▶ _Çıkarılan Metin_
○ ○ ○ ○ ○ ○ ○

Intel'in yarı üretim iş kolunu (foundry business) dış yatırımcılara açarak yüzde 49'a kadar hisse satabileceği ancak tam bir halka arz veya ayrılma (spin-off) seçeneğinin düşük ihtimal olduğu belirtiliyor. Bu stratejik adım, şirketin finansal esnekliğini artırmayı ve teknoloji pazarındaki rekabet gücünü sürdürmeyi hedefliyor.

○ ○ ○ ○ ○ ○ ○

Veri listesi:

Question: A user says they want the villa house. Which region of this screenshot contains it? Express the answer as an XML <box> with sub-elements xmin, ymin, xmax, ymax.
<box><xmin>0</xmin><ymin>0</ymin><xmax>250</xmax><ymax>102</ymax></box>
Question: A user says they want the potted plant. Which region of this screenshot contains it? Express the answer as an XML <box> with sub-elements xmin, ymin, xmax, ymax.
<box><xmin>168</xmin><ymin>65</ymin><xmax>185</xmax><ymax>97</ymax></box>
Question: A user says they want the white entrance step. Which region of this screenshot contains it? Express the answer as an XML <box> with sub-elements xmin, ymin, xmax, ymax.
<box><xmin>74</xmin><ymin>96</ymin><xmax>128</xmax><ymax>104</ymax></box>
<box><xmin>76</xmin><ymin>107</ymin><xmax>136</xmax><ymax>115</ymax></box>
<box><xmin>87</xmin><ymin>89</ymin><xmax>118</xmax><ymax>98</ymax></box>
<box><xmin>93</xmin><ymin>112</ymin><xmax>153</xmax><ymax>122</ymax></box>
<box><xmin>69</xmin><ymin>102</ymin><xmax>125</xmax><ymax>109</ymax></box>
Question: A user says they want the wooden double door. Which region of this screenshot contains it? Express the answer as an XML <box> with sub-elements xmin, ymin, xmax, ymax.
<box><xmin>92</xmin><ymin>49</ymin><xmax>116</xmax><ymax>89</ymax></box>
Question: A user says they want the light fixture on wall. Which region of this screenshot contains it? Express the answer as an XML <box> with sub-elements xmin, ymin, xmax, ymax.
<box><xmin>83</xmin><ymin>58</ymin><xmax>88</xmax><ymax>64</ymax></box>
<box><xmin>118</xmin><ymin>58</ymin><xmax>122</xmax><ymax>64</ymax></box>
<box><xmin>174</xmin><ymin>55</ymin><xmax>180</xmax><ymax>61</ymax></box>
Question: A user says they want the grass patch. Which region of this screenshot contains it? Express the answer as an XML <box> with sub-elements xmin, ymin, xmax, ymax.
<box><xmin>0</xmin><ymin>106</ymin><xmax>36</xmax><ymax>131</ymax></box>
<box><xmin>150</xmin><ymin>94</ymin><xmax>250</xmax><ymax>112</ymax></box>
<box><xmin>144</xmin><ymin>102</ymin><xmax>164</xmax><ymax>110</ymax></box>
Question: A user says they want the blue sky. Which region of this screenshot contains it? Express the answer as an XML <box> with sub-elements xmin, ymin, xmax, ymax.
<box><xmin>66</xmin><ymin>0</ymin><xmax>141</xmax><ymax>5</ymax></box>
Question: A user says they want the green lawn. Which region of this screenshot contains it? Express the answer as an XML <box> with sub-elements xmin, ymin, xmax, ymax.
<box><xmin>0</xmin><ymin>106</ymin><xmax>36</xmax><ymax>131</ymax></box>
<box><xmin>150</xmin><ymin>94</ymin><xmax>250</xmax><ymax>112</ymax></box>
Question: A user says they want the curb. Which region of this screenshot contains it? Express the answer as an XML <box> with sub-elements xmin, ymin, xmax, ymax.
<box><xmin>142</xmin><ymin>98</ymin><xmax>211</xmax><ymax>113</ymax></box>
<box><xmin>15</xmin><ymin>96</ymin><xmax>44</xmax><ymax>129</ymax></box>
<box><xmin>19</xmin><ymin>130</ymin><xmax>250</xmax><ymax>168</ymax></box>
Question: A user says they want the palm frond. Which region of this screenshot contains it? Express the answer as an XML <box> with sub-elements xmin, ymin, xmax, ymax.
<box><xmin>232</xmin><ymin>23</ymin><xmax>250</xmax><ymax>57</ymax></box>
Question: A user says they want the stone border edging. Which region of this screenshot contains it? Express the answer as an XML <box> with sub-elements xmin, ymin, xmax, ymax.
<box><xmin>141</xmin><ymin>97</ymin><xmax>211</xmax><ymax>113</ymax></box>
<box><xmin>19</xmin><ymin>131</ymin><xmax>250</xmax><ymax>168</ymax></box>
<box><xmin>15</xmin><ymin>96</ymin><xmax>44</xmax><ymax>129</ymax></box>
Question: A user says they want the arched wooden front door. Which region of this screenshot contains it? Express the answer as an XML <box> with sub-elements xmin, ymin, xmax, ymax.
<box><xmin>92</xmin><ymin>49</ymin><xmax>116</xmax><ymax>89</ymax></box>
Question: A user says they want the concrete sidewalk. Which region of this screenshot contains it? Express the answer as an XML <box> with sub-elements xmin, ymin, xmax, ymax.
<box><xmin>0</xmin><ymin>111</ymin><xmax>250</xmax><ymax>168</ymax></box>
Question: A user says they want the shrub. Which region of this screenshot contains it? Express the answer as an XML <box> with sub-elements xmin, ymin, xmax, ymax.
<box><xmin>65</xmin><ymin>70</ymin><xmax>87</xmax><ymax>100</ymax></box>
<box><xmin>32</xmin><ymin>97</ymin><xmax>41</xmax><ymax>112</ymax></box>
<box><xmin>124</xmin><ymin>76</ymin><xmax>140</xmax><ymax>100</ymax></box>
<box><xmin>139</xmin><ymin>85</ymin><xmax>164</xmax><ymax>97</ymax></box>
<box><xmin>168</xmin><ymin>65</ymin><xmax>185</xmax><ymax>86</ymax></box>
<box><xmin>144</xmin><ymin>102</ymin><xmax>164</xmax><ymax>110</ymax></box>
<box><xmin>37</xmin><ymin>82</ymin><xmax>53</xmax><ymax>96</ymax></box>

○ ○ ○ ○ ○ ○ ○

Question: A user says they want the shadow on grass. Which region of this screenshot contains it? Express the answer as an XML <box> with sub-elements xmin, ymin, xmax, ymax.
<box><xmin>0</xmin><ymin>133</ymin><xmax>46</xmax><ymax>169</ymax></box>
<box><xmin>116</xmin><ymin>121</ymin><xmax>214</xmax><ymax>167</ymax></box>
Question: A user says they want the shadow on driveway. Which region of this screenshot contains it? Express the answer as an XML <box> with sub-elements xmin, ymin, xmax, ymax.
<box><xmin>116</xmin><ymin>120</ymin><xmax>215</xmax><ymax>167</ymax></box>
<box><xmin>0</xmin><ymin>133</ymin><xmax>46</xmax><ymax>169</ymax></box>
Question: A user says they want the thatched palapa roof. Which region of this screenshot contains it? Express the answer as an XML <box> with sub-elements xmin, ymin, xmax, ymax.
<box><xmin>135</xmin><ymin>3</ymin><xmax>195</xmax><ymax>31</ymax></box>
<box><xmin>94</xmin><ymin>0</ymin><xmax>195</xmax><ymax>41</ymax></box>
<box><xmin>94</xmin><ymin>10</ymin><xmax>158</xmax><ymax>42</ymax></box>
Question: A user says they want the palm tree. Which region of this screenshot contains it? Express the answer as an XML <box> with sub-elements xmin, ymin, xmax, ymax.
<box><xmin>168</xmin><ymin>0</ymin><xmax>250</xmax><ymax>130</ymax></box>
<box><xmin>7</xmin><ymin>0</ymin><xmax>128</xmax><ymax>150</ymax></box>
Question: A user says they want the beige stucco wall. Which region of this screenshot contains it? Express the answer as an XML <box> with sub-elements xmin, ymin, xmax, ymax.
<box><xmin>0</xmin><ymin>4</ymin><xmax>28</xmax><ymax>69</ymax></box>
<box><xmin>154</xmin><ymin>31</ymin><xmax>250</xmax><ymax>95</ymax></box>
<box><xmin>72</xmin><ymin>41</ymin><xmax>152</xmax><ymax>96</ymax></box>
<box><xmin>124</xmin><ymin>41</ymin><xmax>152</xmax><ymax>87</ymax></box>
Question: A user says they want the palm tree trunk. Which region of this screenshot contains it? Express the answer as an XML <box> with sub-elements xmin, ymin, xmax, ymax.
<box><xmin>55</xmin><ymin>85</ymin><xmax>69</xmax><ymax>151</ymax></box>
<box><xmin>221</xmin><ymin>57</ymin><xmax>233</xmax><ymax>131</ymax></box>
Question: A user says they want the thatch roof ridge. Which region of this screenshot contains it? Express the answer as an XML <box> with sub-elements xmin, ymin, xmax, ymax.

○ ○ ○ ○ ○ ○ ○

▶ _Alıştırma Gereksinimleri_
[1] Intel'in foundry iş koluna dair metne göre aşağıdaki soruları yanıtlayın.
(a) Intel bu iş kolunda dış yatırımcılara en fazla yüzde kaç hisse satabilir?
(b) Düşük ihtimal olarak görülen seçenek nedir?
(c) Bu stratejik adım neyi hedefliyor?
[2] Intel'in foundry iş koluna dair metni kaldığı yerden sürdürün.
Kayıtlar başka bir kaynaktan alınmıştır.

▶ _Görevlere Göre Yanıtlar_
[1]
(a) Yüzde 49'a kadar.
(b) Tam bir halka arz veya ayrılma (spin-off).
(c) Şirketin finansal esnekliğini artırmayı ve teknoloji pazarındaki rekabet gücünü sürdürmeyi.

[2]
Şirketin Finans Direktörü David Zinsner, katıldığı bir sektör etkinliğinde yaptığı açıklamada, Intel Foundry'nin hisselerinin yüzde 51'inin elde tutulduğu sürece ABD hükümetiyle yapılan anlaşmalardan kaynaklanan herhangi bir sorun yaşanmayacağını dile getirdi. Zinsner, "Hükümet finansmanının yapısı, Intel hisseleriyle ilişkili varantlar içeriyor. Eğer işin %50'sinden fazlasını satarsak bu tetikleniyor. Sanırım, en az %51'i elimizde tuttuğumuz sürece bu durum tetiklenmiyor ve bu beş yıllık bir varant. Eğer Foundry hisselerinin bir kısmını satacak olursak, bu muhtemelen %49'dan daha az bir oran olacaktır," şeklinde konuştu.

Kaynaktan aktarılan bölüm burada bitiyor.